# Source text
In late 1917, due to the lack of suitable training facilities in the United States, a contingent of some 500 Americans were sent to Foggia, Italy, to learn military flying. After completing their training, the new pilots were commissioned in the Army Air Service, and the majority of them were sent to France to serve with the American Expeditionary Force. About 75 remained in Italy under the command of Capt. Fiorello LaGuardia, who simultaneously held office as a Congressman from New York, and later served as Mayor of New York City. These "Foggiani" were attached to Italian bomber squadrons, mostly at San Pelaggio air base near Padua, to gain experience in bombardment and augment the understrength squadrons. These missions marked the first combat bomber operations by members of the U.S. Army Air Service and were flown in Caproni bombers. American participation was very active and several airmen received Italy's highest decoration, the Medaglia di Oro, for their combat heroism. Similar to this handkerchief, these gold medals of honor featured the coat of arms of Savoy with laurel branches, the royal crown, and the words "al valor militare" (for military valor).
Multinational designed Allied forces flags and pennant like this example exist from WWI, produced during the surge of patriotism of the war or in the wake of the resulting victory. While the government published thousands of posters and printed propaganda during WWI, many of the smaller flags and silk bandanas from that time were hand-printed by the general public, to gift to soldiers or sweethearts going to war.
Each small flag and bandana, no matter the size, was truly ephemeral, not designed to last beyond the war. Nevertheless, these items were tucked away into books, drawers, and attics, saved as mementos of the special occasion. Each patriotic silk that survived is special, a unique connection to the individuals and families of the past that have made our country what it is, from its founding to today.
Printed silk handkerchief. Good condition, considering age and use. Small stains along outer printed margins. Yellowing near eagle at center. Horizontal folding creases present. Small tear in upper right border. This handkerchief has been archivally presented, floating on a dark background, in a custom built black and silver wood frame. Framed dimensions: 26" H x 27" W x 1 ½” D.

# What you will do
Answer these from the WWI handkerchief text above:
(a) About how many Americans were sent to Foggia, Italy, in late 1917 to learn military flying?
(b) To whom did members of the public give the smaller flags and silk bandanas they hand-printed?
(c) What are the handkerchief's framed dimensions?

# Extracted information
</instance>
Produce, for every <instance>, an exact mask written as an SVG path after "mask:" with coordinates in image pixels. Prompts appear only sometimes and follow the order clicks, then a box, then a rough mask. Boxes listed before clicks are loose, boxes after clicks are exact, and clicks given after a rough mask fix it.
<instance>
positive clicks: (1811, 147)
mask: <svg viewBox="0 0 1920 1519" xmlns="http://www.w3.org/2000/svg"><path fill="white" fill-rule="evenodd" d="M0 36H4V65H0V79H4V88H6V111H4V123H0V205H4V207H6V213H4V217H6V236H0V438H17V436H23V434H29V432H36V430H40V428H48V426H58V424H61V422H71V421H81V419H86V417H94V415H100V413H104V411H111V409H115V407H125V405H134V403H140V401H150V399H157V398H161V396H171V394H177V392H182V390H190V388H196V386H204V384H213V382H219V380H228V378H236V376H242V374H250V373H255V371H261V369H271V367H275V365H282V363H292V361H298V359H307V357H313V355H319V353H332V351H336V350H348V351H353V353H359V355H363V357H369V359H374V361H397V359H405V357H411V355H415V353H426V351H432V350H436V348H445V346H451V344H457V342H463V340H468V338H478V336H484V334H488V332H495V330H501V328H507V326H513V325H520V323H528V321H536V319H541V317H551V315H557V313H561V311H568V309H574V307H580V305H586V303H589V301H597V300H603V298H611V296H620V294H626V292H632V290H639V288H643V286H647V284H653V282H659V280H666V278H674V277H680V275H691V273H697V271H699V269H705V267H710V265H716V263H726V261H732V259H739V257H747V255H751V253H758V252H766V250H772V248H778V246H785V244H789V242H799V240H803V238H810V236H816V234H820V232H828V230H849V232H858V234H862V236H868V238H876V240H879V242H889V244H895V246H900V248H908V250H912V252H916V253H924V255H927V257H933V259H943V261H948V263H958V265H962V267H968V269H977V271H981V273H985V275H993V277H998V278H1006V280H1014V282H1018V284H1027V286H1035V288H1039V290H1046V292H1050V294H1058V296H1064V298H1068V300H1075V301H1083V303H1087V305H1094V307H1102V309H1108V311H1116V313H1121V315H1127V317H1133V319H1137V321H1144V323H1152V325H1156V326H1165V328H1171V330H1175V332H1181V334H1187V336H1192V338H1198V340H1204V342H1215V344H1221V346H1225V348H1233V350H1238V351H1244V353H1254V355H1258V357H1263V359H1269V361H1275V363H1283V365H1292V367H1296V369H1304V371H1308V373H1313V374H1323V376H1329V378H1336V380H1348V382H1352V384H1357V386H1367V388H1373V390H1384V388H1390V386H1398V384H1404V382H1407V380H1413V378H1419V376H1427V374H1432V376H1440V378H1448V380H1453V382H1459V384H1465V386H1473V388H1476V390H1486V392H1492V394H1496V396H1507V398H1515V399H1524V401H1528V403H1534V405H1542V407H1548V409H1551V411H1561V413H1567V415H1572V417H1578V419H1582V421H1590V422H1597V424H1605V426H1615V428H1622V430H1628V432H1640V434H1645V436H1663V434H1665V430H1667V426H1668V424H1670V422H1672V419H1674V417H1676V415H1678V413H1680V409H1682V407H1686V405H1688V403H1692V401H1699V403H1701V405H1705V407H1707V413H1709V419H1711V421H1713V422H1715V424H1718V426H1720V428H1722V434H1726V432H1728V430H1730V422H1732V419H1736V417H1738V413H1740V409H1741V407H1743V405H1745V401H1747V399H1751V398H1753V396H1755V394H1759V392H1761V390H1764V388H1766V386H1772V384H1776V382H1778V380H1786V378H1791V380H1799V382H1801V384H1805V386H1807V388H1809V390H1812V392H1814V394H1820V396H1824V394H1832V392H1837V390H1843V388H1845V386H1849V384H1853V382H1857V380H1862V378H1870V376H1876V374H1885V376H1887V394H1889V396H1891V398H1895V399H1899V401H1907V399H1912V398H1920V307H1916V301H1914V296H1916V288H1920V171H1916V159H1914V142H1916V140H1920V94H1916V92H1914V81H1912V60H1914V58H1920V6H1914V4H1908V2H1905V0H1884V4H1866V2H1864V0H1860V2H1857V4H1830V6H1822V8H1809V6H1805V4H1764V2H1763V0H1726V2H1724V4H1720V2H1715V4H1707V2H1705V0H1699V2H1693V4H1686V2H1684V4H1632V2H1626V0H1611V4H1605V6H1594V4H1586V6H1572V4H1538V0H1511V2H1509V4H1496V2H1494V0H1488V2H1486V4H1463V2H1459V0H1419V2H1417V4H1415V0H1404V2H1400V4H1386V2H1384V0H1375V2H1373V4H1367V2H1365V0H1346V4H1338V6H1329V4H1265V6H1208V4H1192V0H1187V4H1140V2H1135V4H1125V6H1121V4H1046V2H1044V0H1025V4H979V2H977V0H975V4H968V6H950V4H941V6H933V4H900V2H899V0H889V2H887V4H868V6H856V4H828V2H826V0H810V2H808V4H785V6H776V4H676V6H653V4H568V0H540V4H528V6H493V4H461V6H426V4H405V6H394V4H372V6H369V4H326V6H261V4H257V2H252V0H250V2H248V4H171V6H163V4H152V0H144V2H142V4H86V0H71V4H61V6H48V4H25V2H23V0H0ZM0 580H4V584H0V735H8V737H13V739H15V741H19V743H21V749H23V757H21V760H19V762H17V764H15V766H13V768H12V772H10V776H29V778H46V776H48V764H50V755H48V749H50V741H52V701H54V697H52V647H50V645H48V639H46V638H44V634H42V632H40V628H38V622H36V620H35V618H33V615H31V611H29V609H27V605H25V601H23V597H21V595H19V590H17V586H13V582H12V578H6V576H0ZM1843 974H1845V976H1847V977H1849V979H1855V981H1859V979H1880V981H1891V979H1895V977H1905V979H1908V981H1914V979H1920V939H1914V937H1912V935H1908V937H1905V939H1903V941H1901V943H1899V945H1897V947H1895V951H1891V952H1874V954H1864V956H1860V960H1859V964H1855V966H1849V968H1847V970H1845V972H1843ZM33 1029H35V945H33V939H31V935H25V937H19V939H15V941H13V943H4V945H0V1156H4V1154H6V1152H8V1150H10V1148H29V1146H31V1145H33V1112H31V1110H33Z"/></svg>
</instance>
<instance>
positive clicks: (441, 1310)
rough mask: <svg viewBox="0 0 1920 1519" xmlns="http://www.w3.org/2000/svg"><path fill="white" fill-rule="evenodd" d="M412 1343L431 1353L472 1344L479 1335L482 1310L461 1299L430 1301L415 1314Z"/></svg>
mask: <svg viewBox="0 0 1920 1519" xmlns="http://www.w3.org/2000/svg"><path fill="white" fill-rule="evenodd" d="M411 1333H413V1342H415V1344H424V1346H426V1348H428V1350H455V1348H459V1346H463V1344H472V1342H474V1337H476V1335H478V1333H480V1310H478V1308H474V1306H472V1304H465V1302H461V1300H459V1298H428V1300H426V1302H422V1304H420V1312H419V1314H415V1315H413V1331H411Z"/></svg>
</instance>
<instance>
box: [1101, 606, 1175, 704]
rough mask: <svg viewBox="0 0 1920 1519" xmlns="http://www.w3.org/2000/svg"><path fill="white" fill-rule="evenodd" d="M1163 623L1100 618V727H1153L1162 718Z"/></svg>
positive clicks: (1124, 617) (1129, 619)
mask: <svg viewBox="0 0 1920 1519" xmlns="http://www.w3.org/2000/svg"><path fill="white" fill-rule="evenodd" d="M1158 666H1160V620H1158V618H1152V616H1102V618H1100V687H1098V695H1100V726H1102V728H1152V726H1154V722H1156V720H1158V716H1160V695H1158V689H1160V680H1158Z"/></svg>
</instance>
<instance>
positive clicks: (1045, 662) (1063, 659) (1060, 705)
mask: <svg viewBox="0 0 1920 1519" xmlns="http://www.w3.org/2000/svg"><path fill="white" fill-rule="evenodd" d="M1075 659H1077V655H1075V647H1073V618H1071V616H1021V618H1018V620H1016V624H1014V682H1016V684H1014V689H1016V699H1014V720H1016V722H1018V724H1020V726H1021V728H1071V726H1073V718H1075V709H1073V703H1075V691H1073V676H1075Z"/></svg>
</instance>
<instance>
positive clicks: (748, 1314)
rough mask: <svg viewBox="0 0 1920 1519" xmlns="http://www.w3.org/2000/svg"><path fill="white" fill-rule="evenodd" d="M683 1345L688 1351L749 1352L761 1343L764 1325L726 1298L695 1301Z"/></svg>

# Output below
(a) Some 500.
(b) To soldiers or sweethearts going to war.
(c) 26" H x 27" W x 1 ½" D.